*** Opening of TASK INPUT ***
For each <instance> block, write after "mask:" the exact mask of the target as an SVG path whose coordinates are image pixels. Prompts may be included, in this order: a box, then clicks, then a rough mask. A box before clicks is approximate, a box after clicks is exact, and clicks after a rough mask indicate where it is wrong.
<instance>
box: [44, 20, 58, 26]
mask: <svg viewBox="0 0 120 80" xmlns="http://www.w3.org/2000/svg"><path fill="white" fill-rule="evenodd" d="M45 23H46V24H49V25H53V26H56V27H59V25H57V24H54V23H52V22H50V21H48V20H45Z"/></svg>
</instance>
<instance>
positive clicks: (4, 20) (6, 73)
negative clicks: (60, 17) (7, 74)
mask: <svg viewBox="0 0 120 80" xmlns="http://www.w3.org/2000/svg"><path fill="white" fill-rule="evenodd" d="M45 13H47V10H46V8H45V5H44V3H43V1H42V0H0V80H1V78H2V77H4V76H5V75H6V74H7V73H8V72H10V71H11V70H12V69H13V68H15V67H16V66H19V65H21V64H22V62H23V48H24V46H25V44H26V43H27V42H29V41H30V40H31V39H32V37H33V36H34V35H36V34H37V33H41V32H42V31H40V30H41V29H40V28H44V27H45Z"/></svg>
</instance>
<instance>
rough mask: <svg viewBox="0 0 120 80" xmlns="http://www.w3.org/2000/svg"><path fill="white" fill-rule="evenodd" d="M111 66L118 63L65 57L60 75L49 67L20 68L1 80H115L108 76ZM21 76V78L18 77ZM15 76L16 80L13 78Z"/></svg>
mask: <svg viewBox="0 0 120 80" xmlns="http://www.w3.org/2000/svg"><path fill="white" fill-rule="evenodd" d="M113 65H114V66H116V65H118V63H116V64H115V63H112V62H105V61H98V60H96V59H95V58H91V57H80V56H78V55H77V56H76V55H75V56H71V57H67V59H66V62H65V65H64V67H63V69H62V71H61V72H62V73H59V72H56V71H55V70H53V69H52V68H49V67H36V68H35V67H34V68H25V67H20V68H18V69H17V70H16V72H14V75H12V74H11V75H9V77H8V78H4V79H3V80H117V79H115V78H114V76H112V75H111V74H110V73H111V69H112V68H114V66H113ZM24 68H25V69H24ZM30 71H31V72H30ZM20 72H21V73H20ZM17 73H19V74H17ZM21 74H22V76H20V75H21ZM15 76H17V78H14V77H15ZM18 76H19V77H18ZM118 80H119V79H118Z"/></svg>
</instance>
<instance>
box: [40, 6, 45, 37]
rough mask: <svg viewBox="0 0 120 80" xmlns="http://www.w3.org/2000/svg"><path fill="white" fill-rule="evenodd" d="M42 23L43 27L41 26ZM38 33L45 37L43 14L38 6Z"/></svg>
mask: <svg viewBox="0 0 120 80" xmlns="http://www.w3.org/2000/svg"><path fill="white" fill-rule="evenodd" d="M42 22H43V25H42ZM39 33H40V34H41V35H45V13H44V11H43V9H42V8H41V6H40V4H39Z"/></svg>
*** Close of TASK INPUT ***
*** Opening of TASK INPUT ***
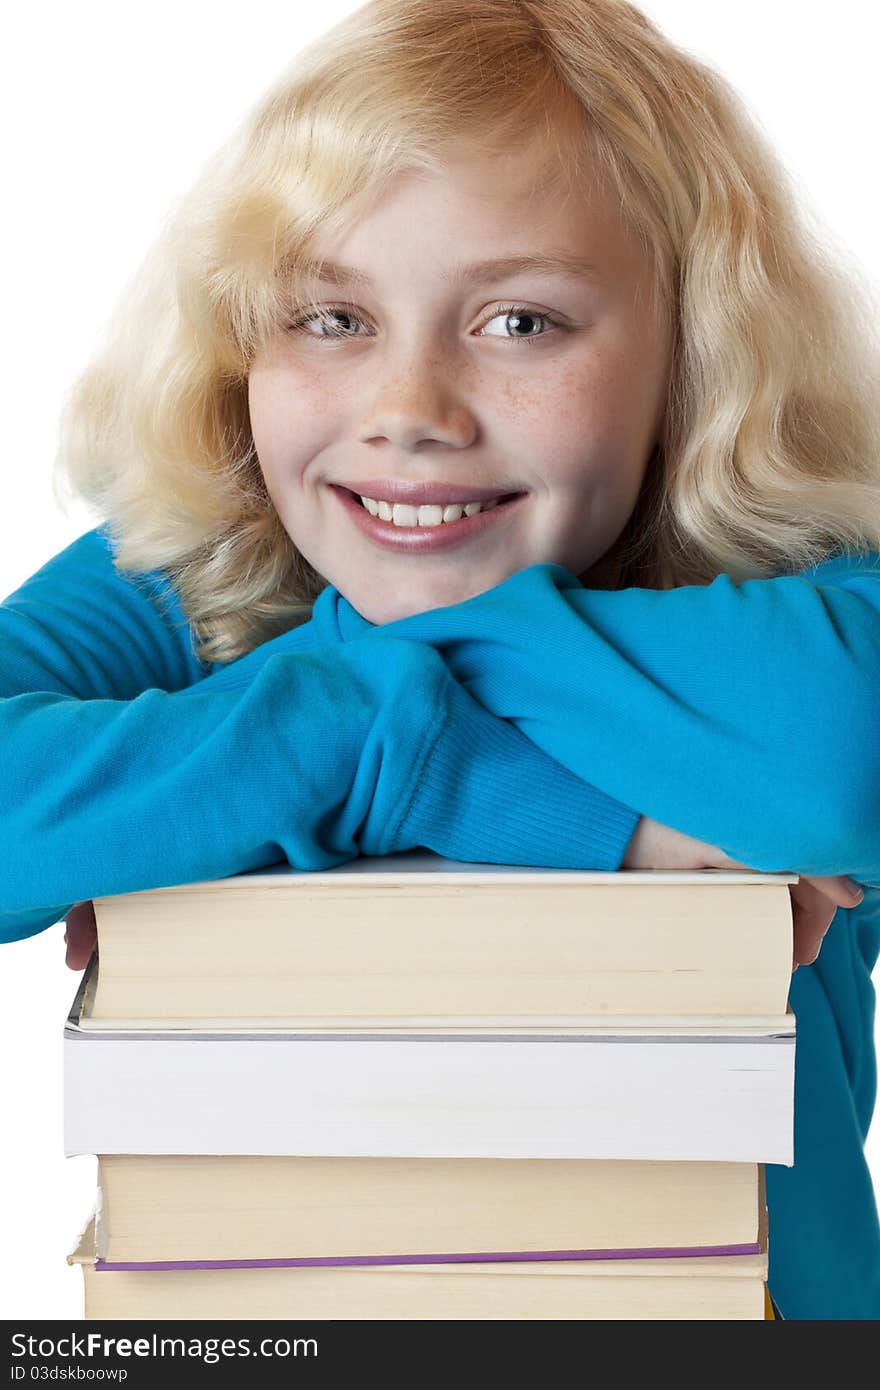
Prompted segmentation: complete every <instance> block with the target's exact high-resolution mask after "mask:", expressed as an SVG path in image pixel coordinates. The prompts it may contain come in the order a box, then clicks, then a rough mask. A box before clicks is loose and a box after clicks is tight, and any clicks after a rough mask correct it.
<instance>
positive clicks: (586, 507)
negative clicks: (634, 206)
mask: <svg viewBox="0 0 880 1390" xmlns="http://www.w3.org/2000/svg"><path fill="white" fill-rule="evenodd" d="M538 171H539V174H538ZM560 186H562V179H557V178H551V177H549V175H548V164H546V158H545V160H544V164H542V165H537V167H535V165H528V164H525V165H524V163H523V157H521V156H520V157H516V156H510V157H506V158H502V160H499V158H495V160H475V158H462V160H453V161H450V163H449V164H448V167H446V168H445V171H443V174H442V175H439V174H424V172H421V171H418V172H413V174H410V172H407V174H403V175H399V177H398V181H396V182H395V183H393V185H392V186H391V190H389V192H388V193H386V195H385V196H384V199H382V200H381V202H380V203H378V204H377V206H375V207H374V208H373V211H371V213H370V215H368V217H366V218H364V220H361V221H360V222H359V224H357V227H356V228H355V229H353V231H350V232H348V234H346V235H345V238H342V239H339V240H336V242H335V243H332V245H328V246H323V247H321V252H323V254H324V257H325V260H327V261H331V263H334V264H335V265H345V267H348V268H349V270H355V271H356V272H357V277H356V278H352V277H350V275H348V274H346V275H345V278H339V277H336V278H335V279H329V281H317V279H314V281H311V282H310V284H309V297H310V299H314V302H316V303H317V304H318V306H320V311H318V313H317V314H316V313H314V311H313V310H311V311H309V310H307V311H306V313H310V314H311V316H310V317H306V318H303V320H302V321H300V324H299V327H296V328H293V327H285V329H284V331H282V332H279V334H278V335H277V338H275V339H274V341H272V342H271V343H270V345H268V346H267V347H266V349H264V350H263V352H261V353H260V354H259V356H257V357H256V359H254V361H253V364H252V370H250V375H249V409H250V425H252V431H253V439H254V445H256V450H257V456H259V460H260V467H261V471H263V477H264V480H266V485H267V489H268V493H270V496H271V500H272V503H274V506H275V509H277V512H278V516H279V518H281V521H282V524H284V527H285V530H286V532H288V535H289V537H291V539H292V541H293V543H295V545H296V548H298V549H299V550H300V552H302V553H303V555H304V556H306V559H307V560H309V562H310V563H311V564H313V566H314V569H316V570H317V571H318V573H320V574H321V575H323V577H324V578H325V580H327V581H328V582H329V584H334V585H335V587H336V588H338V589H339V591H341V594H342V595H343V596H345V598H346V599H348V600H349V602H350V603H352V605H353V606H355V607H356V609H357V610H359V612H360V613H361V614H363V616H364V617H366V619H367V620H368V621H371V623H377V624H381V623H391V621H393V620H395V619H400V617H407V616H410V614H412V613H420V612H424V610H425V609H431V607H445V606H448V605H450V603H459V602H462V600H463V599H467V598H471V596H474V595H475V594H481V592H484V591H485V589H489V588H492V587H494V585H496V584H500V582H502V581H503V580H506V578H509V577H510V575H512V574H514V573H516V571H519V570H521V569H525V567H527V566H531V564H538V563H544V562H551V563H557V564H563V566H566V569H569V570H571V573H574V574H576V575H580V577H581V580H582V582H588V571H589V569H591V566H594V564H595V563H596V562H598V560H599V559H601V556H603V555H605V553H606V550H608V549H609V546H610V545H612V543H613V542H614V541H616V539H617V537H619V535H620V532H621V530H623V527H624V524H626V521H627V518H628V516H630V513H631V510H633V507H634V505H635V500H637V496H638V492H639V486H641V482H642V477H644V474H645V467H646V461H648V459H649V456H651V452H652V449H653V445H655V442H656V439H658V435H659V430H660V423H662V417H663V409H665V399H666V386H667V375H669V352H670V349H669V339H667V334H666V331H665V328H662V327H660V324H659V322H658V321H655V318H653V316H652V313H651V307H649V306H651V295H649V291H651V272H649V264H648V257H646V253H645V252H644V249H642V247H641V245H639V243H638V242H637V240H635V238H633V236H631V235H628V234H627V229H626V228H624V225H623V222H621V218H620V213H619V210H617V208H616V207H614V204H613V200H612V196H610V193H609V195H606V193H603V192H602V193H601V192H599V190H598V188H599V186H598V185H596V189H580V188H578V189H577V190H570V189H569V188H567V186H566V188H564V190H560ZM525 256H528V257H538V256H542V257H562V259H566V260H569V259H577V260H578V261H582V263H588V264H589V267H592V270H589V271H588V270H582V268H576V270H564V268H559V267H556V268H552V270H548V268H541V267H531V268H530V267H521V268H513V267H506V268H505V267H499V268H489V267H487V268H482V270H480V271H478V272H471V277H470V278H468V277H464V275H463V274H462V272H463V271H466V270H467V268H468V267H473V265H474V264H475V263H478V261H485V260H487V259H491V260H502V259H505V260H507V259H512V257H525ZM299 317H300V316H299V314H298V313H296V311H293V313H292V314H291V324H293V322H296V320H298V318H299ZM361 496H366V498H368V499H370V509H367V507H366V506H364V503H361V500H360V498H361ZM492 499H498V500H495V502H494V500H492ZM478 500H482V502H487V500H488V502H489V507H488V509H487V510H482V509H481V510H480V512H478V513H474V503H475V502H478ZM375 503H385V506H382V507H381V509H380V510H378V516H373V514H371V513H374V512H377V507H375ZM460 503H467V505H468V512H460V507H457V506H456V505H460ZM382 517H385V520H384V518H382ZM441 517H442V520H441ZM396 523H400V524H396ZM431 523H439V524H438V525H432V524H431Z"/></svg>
*** Close of TASK INPUT ***
*** Opening of TASK INPUT ***
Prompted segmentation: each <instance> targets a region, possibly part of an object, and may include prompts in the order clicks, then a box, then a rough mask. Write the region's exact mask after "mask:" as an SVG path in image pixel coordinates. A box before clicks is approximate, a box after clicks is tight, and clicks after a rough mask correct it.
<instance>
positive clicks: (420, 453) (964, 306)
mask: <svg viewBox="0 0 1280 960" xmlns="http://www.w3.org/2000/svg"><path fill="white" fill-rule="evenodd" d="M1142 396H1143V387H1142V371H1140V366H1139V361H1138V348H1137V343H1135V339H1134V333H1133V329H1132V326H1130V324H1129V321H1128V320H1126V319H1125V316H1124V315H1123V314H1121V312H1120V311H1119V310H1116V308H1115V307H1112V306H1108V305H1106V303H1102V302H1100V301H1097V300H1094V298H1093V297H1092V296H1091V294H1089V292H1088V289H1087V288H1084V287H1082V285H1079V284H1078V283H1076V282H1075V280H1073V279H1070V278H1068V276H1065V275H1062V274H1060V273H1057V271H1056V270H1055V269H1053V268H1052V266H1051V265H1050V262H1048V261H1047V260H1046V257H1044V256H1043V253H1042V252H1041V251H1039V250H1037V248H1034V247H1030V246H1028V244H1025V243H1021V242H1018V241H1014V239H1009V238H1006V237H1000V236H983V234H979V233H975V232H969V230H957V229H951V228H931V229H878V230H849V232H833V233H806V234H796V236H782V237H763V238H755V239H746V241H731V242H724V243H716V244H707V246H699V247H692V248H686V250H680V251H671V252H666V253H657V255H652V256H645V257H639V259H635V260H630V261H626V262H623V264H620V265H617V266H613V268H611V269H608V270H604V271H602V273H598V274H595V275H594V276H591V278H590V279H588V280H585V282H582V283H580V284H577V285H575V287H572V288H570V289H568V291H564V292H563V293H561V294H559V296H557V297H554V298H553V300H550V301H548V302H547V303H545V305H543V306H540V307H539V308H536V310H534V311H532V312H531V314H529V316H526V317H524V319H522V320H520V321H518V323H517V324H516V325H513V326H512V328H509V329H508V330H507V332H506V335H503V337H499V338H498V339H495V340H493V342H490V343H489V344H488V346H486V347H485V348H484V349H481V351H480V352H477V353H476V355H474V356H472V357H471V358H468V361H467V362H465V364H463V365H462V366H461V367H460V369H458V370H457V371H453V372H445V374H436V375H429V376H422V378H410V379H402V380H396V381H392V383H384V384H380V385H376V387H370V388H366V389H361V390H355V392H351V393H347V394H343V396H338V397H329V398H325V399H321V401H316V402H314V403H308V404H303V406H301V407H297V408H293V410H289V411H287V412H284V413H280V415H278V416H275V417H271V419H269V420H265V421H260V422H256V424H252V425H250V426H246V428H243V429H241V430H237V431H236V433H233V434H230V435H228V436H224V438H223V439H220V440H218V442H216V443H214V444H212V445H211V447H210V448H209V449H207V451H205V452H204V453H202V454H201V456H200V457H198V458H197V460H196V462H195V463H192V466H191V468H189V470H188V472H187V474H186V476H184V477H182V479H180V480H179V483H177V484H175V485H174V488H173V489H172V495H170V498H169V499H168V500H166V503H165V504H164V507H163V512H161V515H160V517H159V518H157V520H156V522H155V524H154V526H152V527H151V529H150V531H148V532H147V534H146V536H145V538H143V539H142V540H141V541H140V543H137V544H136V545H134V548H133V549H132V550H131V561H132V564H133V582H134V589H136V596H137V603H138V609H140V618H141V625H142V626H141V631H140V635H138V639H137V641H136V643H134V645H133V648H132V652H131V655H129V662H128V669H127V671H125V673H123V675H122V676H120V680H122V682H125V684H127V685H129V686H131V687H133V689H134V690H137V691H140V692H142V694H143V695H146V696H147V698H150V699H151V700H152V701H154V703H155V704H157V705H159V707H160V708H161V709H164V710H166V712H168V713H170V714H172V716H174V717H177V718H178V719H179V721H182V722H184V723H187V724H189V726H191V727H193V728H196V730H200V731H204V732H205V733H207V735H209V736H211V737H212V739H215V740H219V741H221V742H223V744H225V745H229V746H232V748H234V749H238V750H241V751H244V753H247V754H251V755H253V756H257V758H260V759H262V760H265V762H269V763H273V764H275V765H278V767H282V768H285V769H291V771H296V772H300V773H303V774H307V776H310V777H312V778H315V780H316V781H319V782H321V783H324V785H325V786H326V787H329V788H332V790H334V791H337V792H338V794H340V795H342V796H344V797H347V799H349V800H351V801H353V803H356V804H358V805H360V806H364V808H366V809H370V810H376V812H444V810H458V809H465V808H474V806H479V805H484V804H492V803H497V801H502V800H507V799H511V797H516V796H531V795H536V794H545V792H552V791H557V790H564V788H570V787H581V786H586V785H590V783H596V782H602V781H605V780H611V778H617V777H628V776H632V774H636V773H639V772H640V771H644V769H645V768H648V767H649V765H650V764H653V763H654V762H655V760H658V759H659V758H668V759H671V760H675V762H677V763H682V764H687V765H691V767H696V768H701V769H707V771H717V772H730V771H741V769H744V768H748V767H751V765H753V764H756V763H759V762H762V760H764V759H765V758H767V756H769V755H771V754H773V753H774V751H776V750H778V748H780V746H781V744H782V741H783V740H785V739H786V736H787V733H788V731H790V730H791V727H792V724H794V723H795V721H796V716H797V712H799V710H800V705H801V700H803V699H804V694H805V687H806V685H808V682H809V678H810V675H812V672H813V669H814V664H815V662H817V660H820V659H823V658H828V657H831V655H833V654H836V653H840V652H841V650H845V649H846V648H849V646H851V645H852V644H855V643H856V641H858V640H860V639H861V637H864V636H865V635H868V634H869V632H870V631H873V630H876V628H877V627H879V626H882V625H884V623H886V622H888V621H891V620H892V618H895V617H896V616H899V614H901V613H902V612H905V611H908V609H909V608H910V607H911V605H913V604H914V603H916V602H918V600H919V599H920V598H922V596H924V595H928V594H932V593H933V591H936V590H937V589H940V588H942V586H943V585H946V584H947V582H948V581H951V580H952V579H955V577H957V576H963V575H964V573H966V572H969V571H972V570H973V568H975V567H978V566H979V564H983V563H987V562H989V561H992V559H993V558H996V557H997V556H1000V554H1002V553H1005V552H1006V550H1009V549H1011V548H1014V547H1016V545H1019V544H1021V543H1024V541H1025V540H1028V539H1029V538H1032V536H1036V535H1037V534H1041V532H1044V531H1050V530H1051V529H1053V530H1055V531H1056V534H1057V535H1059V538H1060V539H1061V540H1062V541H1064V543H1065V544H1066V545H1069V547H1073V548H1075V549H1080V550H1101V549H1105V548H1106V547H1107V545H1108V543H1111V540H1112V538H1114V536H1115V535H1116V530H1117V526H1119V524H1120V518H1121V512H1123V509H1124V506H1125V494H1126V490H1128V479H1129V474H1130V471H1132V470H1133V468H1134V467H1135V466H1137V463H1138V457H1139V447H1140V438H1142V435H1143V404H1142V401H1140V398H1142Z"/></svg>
*** Close of TASK INPUT ***
> [EXERCISE PROMPT]
Please copy the lines above from the line with "Prompted segmentation: complete" up to and including the line with "positive clicks: (586, 507)", exactly as written and with nothing else.

> [RESULT OF THIS EXERCISE]
Prompted segmentation: complete every <instance> block with the target's exact high-resolution mask after "mask:", expressed as an SVG path in image pixel coordinates. The prompts it may contain come in the order a box, then clicks, then a rough mask. A box before clicks is loose and a box after clicks is tight, and any clicks after a rough mask correct it.
<instance>
positive clicks: (586, 507)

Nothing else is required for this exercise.